**Raw data:**
——

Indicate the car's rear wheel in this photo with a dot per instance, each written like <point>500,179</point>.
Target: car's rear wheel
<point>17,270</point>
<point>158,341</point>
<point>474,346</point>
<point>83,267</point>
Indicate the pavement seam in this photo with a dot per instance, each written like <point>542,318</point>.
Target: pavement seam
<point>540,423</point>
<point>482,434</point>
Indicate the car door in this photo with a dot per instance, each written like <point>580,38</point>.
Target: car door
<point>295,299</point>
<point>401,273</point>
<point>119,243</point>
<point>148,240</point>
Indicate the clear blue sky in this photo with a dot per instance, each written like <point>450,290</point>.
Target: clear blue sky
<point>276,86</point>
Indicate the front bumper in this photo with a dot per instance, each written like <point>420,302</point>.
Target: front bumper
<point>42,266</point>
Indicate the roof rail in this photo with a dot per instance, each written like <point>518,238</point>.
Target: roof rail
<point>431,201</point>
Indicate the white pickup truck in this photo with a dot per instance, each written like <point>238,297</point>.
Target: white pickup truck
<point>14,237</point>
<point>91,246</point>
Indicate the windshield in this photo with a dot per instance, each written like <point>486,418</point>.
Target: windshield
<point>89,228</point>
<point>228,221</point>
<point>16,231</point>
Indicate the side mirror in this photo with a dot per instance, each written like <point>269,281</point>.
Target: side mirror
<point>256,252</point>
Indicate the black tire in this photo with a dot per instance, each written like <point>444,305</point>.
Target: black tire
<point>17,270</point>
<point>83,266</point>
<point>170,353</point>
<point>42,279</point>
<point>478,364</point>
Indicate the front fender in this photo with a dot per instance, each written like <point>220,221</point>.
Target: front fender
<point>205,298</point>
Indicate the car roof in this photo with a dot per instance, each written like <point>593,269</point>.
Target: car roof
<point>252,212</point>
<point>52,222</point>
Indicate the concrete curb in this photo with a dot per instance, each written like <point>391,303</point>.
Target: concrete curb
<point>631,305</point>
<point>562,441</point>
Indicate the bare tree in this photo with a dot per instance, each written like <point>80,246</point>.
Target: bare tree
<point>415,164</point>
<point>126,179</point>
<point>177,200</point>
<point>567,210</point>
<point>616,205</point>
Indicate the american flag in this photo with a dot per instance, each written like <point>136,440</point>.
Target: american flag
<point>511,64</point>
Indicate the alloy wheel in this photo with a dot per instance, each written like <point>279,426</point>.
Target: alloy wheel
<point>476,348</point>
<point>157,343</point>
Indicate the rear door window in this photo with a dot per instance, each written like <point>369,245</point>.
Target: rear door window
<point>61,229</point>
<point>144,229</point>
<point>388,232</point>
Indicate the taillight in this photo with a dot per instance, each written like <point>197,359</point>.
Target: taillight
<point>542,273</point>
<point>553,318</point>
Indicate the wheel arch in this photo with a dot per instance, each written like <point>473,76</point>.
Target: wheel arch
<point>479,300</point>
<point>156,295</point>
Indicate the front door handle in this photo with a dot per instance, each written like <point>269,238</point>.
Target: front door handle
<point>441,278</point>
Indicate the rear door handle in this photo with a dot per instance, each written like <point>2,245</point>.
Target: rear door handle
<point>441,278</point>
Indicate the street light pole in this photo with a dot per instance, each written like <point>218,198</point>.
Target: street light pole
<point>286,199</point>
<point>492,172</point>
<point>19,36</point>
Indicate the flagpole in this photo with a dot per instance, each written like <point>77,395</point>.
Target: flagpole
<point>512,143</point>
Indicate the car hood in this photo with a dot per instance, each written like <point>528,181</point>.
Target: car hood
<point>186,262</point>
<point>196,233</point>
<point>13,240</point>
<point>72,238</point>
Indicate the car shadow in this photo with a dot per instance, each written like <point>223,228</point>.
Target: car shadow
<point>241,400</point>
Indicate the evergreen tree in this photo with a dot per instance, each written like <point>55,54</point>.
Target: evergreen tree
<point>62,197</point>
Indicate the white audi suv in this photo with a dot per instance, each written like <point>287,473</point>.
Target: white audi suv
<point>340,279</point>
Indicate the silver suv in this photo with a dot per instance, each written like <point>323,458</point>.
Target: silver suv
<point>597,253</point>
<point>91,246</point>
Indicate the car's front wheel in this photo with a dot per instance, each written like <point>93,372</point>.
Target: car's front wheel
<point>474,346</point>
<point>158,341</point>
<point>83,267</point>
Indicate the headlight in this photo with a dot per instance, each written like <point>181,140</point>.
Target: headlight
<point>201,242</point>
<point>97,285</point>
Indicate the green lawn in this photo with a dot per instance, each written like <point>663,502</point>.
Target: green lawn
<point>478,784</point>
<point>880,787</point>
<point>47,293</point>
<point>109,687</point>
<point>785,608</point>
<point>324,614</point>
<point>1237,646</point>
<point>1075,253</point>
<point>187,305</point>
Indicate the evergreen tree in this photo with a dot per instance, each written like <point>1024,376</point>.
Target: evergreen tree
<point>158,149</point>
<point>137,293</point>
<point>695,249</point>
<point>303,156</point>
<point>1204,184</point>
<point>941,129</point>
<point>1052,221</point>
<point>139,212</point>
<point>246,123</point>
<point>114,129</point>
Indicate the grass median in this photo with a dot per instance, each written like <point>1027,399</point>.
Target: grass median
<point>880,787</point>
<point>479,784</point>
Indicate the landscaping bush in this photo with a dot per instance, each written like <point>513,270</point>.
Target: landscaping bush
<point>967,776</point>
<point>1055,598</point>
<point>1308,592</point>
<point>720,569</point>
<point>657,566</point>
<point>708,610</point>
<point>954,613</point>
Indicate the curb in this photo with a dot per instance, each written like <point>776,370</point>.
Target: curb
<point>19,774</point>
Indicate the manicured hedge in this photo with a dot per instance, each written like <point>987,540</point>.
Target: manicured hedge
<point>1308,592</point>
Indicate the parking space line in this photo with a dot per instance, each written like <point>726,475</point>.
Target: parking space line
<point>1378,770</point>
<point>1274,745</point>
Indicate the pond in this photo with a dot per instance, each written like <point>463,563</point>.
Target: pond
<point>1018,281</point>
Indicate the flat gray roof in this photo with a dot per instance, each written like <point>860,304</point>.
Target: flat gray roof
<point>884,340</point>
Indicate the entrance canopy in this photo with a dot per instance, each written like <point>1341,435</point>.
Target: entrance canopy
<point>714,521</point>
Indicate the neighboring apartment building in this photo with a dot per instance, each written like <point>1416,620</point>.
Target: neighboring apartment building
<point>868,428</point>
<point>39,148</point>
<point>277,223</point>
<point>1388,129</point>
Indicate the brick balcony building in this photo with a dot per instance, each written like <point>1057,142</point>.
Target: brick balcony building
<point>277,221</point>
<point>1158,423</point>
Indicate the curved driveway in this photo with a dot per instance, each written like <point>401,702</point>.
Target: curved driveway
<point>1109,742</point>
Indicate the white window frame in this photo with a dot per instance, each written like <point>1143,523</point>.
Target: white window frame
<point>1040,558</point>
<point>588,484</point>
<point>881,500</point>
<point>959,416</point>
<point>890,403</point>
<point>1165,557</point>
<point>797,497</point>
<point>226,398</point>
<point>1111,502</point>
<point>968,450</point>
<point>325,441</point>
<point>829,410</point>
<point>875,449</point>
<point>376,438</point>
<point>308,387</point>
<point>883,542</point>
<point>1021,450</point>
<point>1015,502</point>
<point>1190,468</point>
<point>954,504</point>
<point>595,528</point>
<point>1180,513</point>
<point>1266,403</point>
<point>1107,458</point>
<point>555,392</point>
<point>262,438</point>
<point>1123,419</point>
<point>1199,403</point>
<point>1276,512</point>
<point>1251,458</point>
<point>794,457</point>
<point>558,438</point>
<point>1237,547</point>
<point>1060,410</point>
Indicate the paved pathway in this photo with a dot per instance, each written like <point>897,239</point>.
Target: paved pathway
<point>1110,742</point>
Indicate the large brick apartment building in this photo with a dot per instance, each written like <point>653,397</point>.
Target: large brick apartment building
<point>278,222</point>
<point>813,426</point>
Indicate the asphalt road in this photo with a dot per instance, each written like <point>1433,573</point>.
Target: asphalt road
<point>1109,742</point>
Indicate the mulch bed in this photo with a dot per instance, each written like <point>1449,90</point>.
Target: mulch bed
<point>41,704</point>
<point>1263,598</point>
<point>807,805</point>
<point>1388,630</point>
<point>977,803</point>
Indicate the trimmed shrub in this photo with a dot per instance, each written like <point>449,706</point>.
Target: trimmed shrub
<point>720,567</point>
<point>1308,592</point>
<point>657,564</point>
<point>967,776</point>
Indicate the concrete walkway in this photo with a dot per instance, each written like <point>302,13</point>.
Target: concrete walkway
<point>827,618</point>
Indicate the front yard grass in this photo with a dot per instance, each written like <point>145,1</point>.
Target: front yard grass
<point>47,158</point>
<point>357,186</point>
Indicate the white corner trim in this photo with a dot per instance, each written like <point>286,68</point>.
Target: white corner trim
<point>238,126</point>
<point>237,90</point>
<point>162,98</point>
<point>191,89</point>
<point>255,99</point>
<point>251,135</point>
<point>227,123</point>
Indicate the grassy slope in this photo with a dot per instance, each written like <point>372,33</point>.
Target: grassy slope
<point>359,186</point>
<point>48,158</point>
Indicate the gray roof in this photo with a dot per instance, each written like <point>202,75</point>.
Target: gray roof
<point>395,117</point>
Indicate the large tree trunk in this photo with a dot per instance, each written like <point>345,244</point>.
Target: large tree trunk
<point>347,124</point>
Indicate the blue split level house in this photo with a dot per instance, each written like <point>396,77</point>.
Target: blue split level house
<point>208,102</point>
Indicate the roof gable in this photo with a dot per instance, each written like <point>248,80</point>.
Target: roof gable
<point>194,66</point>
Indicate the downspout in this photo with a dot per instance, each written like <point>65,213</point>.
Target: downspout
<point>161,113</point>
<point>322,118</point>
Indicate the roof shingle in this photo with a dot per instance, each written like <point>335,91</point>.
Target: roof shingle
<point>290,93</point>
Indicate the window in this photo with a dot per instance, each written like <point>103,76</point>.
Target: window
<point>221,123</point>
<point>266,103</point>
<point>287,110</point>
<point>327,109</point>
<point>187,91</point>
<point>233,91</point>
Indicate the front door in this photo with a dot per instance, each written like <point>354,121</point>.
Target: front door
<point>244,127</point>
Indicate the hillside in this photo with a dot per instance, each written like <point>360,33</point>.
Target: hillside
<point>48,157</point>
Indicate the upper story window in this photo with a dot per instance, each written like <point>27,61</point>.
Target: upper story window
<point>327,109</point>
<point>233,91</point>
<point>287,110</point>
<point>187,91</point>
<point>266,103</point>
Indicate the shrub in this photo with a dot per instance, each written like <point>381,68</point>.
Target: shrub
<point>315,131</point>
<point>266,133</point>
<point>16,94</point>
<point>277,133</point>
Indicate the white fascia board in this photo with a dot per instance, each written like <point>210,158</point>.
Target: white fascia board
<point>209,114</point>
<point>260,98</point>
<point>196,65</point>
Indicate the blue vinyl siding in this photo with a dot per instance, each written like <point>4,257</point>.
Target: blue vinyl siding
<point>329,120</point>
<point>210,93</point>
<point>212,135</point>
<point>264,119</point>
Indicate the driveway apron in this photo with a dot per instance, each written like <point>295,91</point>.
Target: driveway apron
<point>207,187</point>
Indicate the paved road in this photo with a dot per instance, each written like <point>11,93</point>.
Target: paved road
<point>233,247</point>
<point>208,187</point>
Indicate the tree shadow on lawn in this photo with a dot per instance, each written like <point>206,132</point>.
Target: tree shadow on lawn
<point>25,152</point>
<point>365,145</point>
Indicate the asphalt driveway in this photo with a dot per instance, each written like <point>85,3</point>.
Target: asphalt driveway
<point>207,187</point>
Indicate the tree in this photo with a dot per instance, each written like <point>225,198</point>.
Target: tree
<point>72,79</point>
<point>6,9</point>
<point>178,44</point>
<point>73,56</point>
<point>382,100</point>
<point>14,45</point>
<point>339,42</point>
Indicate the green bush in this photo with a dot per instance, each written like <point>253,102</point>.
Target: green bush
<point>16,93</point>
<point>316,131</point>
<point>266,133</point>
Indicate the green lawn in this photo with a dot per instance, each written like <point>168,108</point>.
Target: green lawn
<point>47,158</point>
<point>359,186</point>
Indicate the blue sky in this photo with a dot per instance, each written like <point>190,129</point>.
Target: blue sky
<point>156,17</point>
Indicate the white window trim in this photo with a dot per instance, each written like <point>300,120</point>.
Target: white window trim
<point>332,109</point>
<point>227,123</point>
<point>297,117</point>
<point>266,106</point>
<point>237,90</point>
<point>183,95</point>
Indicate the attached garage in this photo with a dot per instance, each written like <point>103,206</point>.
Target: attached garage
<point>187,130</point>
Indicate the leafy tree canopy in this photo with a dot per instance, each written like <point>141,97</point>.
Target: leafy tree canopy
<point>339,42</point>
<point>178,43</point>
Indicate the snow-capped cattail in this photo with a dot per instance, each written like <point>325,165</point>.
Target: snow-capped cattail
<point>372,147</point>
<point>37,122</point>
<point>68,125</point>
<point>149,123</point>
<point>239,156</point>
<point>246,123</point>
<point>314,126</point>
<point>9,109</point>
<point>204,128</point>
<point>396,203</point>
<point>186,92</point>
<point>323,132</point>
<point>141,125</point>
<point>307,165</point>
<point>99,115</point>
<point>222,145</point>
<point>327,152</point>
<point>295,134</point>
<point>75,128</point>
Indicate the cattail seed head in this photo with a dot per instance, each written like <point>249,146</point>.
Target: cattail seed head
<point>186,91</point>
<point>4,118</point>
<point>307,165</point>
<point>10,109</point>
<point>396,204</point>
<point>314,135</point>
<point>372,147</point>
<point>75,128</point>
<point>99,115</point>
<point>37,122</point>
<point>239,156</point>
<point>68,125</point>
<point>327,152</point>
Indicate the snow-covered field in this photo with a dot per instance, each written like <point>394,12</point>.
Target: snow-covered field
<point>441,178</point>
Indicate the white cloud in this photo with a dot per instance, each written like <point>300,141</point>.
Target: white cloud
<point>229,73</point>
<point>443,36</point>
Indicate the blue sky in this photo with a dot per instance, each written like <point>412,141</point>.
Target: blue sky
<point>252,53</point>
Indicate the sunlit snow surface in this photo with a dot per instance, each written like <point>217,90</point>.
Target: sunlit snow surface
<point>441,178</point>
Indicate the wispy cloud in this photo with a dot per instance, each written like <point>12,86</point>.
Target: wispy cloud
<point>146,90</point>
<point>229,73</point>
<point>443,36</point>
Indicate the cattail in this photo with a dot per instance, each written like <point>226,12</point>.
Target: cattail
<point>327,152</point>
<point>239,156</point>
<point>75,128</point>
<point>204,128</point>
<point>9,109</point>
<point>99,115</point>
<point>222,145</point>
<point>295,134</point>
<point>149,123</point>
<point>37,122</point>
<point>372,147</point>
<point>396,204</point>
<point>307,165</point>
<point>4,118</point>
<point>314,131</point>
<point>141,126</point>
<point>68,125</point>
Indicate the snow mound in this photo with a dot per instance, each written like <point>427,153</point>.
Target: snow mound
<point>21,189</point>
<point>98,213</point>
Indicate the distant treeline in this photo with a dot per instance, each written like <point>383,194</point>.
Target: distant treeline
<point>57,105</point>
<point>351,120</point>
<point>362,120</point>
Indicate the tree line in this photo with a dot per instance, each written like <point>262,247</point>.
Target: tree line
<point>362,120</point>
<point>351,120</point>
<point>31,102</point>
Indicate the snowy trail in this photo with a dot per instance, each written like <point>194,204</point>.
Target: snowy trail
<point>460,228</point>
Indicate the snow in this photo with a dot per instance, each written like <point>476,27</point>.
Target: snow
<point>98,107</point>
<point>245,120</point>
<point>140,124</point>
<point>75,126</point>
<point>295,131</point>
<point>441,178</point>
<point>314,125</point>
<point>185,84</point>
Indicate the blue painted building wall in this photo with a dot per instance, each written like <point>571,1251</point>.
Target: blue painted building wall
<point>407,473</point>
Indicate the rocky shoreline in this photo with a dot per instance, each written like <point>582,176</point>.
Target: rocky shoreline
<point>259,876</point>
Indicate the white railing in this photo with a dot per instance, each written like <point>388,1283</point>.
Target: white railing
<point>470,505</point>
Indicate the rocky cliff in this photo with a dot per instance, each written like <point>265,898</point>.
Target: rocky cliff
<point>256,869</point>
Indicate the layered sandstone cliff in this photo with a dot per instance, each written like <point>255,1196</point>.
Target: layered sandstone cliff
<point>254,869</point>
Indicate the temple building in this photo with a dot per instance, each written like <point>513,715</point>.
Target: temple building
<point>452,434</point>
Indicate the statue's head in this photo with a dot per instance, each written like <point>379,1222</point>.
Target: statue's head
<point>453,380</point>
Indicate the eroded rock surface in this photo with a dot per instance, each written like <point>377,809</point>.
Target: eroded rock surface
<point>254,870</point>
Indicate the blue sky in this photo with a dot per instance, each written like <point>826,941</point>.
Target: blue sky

——

Starting at the line that contains "Indicate the statue's" and stopping after the line that contains "<point>254,870</point>", arrange the lines of the items above as a numbered list, leaving out any blank lines.

1. Indicate the statue's head in this photo with a dot per instance, each written like <point>379,1222</point>.
2. Target: statue's head
3. <point>453,380</point>
4. Indicate the eroded rock surface in this photo with a dot per instance, each written like <point>377,809</point>.
5. Target: eroded rock surface
6. <point>254,870</point>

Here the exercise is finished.